Assigned task =>
Every line below must be reproduced exactly. Copy them all.
___ Entries shown ___
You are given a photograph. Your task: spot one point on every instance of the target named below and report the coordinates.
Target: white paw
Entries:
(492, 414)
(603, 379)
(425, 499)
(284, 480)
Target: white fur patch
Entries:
___
Exercise output =>
You are given a photograph. Your task: spot one point on every instance of the target named below and report the coordinates.
Target: white paw
Entries:
(492, 414)
(603, 379)
(425, 499)
(284, 480)
Target: white fur patch
Entries:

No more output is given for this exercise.